What to work on -
Once you reach the line containing "shape [[201, 587]]." in the data below, restate each line word for word up to and including the one containing "shape [[464, 528]].".

Content starts

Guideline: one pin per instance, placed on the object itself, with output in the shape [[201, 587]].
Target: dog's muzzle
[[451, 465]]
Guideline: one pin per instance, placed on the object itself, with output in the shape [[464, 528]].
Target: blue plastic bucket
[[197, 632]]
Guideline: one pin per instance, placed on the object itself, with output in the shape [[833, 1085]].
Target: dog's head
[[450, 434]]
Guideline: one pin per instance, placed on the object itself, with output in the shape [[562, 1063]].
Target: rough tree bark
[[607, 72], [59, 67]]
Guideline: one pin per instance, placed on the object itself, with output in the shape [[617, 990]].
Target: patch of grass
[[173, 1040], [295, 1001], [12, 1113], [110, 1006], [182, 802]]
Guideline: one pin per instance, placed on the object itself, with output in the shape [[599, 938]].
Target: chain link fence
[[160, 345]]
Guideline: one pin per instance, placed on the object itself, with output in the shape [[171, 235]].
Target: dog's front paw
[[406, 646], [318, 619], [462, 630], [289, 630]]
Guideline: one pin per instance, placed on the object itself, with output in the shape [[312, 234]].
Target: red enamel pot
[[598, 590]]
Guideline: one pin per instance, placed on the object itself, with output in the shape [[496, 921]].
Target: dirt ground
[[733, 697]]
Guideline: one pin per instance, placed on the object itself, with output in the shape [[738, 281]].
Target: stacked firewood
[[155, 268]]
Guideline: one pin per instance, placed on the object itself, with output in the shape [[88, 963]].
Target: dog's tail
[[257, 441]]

Content ends
Content starts

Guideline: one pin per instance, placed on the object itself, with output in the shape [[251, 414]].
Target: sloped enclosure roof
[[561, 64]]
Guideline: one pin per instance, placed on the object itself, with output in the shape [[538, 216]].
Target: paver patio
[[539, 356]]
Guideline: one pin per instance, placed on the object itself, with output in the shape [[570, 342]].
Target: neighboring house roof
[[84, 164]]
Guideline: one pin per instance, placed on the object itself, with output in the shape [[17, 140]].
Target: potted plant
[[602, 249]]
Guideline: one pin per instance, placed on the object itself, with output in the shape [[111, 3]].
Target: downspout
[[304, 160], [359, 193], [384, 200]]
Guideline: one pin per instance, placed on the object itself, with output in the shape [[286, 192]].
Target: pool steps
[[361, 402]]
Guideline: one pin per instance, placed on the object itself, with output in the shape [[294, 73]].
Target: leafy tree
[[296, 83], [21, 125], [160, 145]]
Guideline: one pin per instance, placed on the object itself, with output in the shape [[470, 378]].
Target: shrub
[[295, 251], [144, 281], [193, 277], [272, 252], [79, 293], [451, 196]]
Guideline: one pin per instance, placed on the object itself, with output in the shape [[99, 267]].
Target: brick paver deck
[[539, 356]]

Content ends

Answer area -
Guideline: one pin per instance, placed on the object itself, with output in the shape [[201, 587]].
Target: dog's muzzle
[[451, 465]]
Guideline: one pin per instance, placed on the object itself, with output in the shape [[464, 528]].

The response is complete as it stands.